# PASSAGE PROVIDED
Clash of the Titans (CotT) is an action-brawler game, published by Namco Bandai Games; and is available on PS3 and Xbox. The game is based on the movie of the same name which came out this year, which in-turn is loosely based on the tale of Perseus from Greek Mythology. The movie was a pleasant-enough (if shallow) way to spend a rainy afternoon, but watching paint dry would be more enjoyable than this game. Due to the closure of Brash – a studio infamous for churning out poor tie-in games – at the end of 2008, CotT was marooned in development hell long enough to miss the launch of its cinematic counterpart. Question: What good is a movie tie-in which has no movie to tie-in to? Answer: None.
The player stars as Perseus, the protagonist of the film (shock horror), and the game opens on his home Island. The player must perform “quests”, which follow a regular formula: Go here, wait for enemies to spawn, muller successive waves, and repeat. The game forces you to retread familiar ground by giving you multiple pretexts for going to an area, whether to pick herbs, find your sister, or just to go kill monsters. At least the last one is honest.
The combat mechanic, heart and soul of a hack and slash title, is utterly rubbish. The game is frustratingly picky about what weapon will damage different enemies, and the incredibly clunky & long-winded menu system used to switch between and upgrade the myriad of collectable secondary weapons further detracts from the combat experience. The combat doesn’t flow very well either, as jumping into the air will cause ridiculous amounts of slow-mo for no adequately explained reason. You can combo between strong and weak attacks, but you can do nearly as much damage by just mashing one or the other.
A further complication is the ability to ‘drain souls’ from weakened enemies, which fills your special meter. This meter is required to use the secondary weapons you take from vanquished foes. Because the combat mechanic is so broken, it is all too easy to end up in a situation where the main enemy is only vulnerable to a specific secondary weapon, but no drones are spawning for you to fill the special meter and allow you to use said weapon. Irritating is an understatement. Occasionally the game sees fit to bestow a ‘supporting character’ upon you. My initial thought was that they would be useless, as such characters often are, and I was not disappointed (or maybe I was, depending on your opinion of friendly AI in videogames). Whilst I was lumbering around draining souls and performing special attacks, the NPC’s were running around doing… nothing. That’s right: the game’s apparent equaliser between you and hordes of respawning enemies, in a word, doesn’t. It takes so long to pull off some special attacks that the targeted enemy will move out of range, or attack you instead. Should you dare to try to soul-drain an enemy BEFORE they are at death’s door, your impudence will be rewarded with an unblockable counter-attack – you must pull off a dodge BEFORE the counter so as to avoid it. If, like me, you don’t possess the reactions of a ferret fuelled by amphetamines and red bull, you will struggle to avoid having your health bar decimated.

# TASKS AND EXERCISES
1: Answer these questions about the Clash of the Titans game review, one line each:
(a) On which platforms is the game available?
(b) What action fills the special meter?
(c) What does jumping into the air cause during combat?
2: Please carry on the Clash of the Titans game review past its last sentence, keeping its voice.

# INFORMATION GIVEN
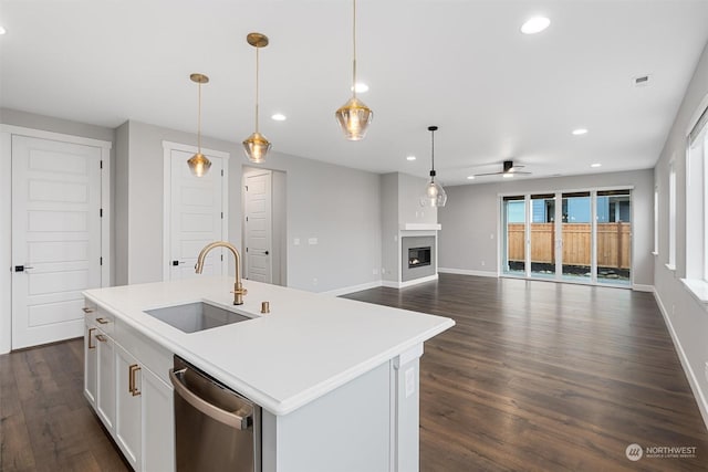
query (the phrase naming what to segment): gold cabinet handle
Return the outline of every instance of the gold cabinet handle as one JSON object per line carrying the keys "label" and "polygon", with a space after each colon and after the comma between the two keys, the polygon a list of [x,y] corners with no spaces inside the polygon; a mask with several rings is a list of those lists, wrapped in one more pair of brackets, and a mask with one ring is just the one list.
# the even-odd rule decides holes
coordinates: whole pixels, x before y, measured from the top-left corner
{"label": "gold cabinet handle", "polygon": [[140,395],[140,390],[135,386],[135,373],[140,370],[140,366],[137,364],[131,364],[128,366],[128,392],[133,395],[133,397],[137,397]]}

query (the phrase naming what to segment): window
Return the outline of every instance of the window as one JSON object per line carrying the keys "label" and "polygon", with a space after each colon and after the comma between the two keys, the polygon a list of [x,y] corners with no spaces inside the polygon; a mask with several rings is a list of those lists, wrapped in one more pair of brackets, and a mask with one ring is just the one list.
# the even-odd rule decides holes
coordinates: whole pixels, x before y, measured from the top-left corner
{"label": "window", "polygon": [[688,135],[686,153],[686,277],[708,282],[708,109]]}

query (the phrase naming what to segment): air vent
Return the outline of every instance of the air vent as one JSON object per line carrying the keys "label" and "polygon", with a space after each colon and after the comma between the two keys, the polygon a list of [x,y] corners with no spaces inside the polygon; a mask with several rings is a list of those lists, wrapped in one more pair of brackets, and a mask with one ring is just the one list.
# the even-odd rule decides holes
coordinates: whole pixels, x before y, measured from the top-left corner
{"label": "air vent", "polygon": [[652,76],[648,74],[632,77],[632,84],[634,84],[635,87],[646,87],[647,85],[649,85],[650,81],[652,81]]}

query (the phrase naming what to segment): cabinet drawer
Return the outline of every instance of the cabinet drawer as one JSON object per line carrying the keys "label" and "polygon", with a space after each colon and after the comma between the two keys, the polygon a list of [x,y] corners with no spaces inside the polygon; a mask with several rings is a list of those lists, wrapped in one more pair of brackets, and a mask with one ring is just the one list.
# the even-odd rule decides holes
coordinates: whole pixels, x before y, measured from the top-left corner
{"label": "cabinet drawer", "polygon": [[107,335],[113,335],[115,331],[115,316],[97,306],[90,306],[84,303],[86,326],[100,328]]}
{"label": "cabinet drawer", "polygon": [[135,356],[138,361],[152,370],[165,384],[169,384],[169,369],[173,367],[173,354],[129,326],[122,319],[115,323],[114,338],[116,343]]}

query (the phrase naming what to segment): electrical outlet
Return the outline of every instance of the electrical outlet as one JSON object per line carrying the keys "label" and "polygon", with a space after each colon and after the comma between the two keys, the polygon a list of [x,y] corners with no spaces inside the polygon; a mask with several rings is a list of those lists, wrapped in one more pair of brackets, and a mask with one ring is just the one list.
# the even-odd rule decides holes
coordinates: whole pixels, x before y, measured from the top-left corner
{"label": "electrical outlet", "polygon": [[406,369],[406,398],[416,392],[416,371],[413,367]]}

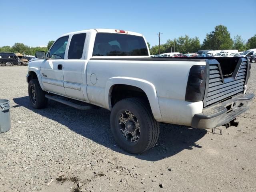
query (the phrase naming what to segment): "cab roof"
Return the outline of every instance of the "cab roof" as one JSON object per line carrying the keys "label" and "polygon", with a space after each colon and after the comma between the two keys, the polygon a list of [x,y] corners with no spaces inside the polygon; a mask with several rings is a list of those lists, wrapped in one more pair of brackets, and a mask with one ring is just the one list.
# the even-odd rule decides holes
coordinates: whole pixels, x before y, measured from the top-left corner
{"label": "cab roof", "polygon": [[[78,31],[74,32],[71,32],[68,33],[64,34],[61,36],[66,36],[67,35],[72,35],[74,34],[76,34],[78,33],[82,33],[90,32],[92,31],[96,31],[97,33],[118,33],[120,34],[120,32],[117,32],[116,30],[118,31],[121,30],[118,29],[88,29],[86,30],[83,30],[82,31]],[[137,36],[142,36],[142,34],[138,33],[136,33],[135,32],[132,32],[132,31],[126,31],[125,30],[125,33],[122,33],[122,34],[126,34],[128,35],[136,35]]]}

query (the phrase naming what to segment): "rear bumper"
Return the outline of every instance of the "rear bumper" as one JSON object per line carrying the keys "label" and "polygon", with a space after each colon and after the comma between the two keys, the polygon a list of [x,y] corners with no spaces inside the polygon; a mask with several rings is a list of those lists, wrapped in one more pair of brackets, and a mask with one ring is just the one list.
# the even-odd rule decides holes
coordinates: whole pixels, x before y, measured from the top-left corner
{"label": "rear bumper", "polygon": [[247,110],[253,100],[254,94],[240,94],[219,104],[206,108],[196,114],[191,126],[210,129],[224,125]]}

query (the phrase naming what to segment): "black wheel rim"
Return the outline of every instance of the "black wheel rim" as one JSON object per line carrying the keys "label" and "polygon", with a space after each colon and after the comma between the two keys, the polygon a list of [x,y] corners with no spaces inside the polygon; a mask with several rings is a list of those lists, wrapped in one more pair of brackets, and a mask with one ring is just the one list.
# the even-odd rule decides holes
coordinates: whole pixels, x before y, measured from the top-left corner
{"label": "black wheel rim", "polygon": [[36,90],[34,86],[31,86],[30,89],[30,99],[34,104],[36,102]]}
{"label": "black wheel rim", "polygon": [[140,126],[135,115],[126,110],[121,113],[119,119],[119,128],[121,134],[127,141],[137,142],[140,136]]}

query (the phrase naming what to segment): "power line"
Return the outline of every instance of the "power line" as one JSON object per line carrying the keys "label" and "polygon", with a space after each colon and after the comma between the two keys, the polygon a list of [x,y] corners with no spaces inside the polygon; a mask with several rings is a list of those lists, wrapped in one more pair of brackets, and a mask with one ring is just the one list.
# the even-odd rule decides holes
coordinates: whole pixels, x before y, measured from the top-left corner
{"label": "power line", "polygon": [[158,35],[158,38],[159,39],[159,43],[158,44],[158,54],[160,54],[160,35],[162,34],[162,33],[160,33],[159,32],[157,34]]}

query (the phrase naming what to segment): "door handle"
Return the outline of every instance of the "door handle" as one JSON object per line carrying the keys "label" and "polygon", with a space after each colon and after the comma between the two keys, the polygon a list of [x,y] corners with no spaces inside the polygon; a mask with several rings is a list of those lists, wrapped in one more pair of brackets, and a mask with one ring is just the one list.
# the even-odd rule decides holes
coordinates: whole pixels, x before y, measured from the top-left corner
{"label": "door handle", "polygon": [[58,65],[58,69],[59,70],[62,70],[63,68],[63,67],[62,66],[62,65],[61,64]]}

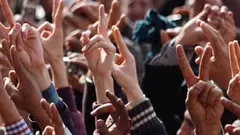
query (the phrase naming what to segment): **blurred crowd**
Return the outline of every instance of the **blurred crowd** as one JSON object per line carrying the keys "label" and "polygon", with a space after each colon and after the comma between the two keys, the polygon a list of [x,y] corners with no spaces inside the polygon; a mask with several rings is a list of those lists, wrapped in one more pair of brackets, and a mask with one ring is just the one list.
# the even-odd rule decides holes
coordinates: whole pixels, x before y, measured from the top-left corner
{"label": "blurred crowd", "polygon": [[240,135],[240,0],[0,0],[0,135]]}

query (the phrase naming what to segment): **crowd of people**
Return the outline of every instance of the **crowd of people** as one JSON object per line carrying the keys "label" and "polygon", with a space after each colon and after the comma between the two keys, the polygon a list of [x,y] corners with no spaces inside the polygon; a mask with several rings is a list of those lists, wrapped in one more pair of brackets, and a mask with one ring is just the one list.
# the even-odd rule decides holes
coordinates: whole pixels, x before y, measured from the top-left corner
{"label": "crowd of people", "polygon": [[240,135],[239,0],[0,0],[1,135]]}

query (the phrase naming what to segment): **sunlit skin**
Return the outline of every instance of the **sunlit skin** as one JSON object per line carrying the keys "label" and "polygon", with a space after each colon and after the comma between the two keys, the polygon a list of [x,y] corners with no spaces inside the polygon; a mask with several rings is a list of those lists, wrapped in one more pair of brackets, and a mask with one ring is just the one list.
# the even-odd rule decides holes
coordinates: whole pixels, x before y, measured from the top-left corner
{"label": "sunlit skin", "polygon": [[129,0],[127,16],[132,22],[141,20],[151,7],[151,0]]}

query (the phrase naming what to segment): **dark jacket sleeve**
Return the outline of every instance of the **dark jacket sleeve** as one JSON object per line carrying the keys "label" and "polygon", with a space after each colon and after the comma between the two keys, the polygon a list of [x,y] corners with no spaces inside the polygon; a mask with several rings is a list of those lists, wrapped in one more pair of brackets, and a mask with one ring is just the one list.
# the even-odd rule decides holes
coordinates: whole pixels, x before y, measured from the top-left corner
{"label": "dark jacket sleeve", "polygon": [[131,135],[167,135],[162,121],[157,117],[149,99],[128,111],[131,118]]}
{"label": "dark jacket sleeve", "polygon": [[[181,126],[180,117],[185,111],[185,91],[181,89],[184,78],[178,66],[175,48],[174,42],[169,42],[146,63],[142,81],[144,94],[151,100],[157,116],[163,121],[169,134],[176,134]],[[188,54],[187,49],[185,51]]]}
{"label": "dark jacket sleeve", "polygon": [[86,135],[86,128],[83,122],[83,117],[81,112],[77,110],[73,91],[71,87],[64,87],[57,89],[58,95],[63,99],[67,104],[69,109],[69,115],[74,124],[74,134],[76,135]]}

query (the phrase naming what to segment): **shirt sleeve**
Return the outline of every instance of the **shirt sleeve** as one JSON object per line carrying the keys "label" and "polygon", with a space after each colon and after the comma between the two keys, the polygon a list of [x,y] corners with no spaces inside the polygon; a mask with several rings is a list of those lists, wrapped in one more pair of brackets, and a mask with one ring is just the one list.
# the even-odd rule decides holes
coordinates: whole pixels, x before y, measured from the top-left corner
{"label": "shirt sleeve", "polygon": [[7,135],[32,135],[32,132],[23,119],[9,125],[5,125],[5,127]]}
{"label": "shirt sleeve", "polygon": [[[176,66],[178,65],[177,55],[176,55],[176,44],[175,40],[169,41],[164,47],[162,47],[161,52],[157,54],[151,60],[151,65],[157,66]],[[190,61],[194,54],[195,46],[183,46],[187,59]]]}
{"label": "shirt sleeve", "polygon": [[131,118],[131,135],[167,135],[162,121],[157,117],[148,98],[142,99],[129,111]]}

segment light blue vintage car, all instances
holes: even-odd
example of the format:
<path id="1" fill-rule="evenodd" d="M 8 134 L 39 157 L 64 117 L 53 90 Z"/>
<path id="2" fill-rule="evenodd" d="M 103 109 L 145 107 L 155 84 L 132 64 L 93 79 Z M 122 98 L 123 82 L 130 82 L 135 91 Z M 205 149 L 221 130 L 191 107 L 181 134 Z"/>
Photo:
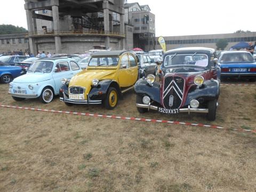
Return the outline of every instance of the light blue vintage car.
<path id="1" fill-rule="evenodd" d="M 26 74 L 9 84 L 9 93 L 16 101 L 39 98 L 47 103 L 59 94 L 62 79 L 70 79 L 81 70 L 73 59 L 41 59 L 32 64 Z"/>

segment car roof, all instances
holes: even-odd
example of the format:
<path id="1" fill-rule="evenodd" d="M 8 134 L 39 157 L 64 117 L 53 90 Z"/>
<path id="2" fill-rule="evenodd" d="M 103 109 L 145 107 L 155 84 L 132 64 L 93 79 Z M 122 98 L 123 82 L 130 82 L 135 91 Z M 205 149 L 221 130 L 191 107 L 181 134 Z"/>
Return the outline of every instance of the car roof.
<path id="1" fill-rule="evenodd" d="M 100 56 L 119 56 L 125 52 L 134 54 L 134 51 L 128 50 L 98 51 L 92 54 L 92 57 L 93 57 Z"/>
<path id="2" fill-rule="evenodd" d="M 169 50 L 166 51 L 165 54 L 169 53 L 173 53 L 176 52 L 187 52 L 188 51 L 200 51 L 200 52 L 208 52 L 210 53 L 213 53 L 215 52 L 215 50 L 212 48 L 203 47 L 182 47 L 174 49 L 173 50 Z"/>

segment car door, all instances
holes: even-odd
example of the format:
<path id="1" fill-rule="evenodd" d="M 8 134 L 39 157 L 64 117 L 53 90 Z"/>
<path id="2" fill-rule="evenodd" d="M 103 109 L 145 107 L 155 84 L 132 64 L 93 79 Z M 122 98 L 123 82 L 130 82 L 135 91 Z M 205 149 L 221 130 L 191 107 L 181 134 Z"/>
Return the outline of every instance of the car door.
<path id="1" fill-rule="evenodd" d="M 131 69 L 129 64 L 129 57 L 125 53 L 121 56 L 119 66 L 118 81 L 121 87 L 127 87 L 133 84 L 132 75 L 133 69 Z M 138 74 L 137 74 L 138 75 Z"/>
<path id="2" fill-rule="evenodd" d="M 74 75 L 74 72 L 70 69 L 68 61 L 62 61 L 55 64 L 52 73 L 56 93 L 59 94 L 61 79 L 63 78 L 71 78 Z"/>

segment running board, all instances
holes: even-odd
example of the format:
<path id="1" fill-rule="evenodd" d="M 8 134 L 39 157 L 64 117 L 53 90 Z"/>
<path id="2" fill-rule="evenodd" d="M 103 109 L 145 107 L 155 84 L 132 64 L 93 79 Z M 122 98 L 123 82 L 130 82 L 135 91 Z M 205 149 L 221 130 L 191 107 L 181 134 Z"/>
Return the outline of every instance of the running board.
<path id="1" fill-rule="evenodd" d="M 125 92 L 126 92 L 126 91 L 129 91 L 130 90 L 132 89 L 133 89 L 134 87 L 134 85 L 133 85 L 131 87 L 129 87 L 129 88 L 127 88 L 127 89 L 126 89 L 125 90 L 123 90 L 122 91 L 121 91 L 121 93 L 124 93 Z"/>

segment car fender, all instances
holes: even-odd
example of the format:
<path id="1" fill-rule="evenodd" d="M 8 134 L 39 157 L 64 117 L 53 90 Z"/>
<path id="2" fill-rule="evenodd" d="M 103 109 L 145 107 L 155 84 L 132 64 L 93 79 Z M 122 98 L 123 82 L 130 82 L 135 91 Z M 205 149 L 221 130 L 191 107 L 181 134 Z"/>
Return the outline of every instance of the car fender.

# TASK-BY-TASK ANSWERS
1:
(a) PS3 and Xbox.
(b) Draining souls from weakened enemies.
(c) Ridiculous amounts of slow-mo.

2:
The game touts that you will complete “over 100 quests”, but to label the missions you are offered as that is an insult to RPG’s everywhere. Each ‘quest’ is laughably short, and the game adds insult to injury by presenting loading screens every 50 metres or so. Like other hack ‘n slash titles, the game grades your performance at the conclusion of each mission. I’m no stranger to the genre, but found it impossible to earn more than a B rating no matter how perfect I was in combat, nor how quickly I rushed through.
The controls are solid, if uninspiring. The analog sticks control movement and looking, the face buttons administer attacks, the d-pad switches between four (out of many) secondary weapons and the shoulder buttons control soul-draining, lock-on, weapon stealing and the hilariously termed ‘Emergency Evasion’; or as you and I would call it: Dodging. It’s hard to criticise the controls, because they’re the one thing that works in this otherwise very broken game.
The game is very mediocre graphics-wise, with the character-models barely resembling humans, let alone their film counterparts. The environment graphics are nondescript, and seem to come in three flavours: castle, cave and mountain. The combat graphics will numb the mind due to repetition, when subjected to the same pseudo-random coloured blobs rushing around the screen during soul-draining or weapon-stealing, and you may suddenly find beating yourself to death with the controller preferable to enduring more torment. The sky seems to be a photo of some real clouds which has been tacked onto a roulette wheel. This has then been suspended over the gameworld, so that the sky spins. During some of the levels where the terrain is low, this can be nauseating to watch (if you haven’t already been sickened by wasting your time on this trash).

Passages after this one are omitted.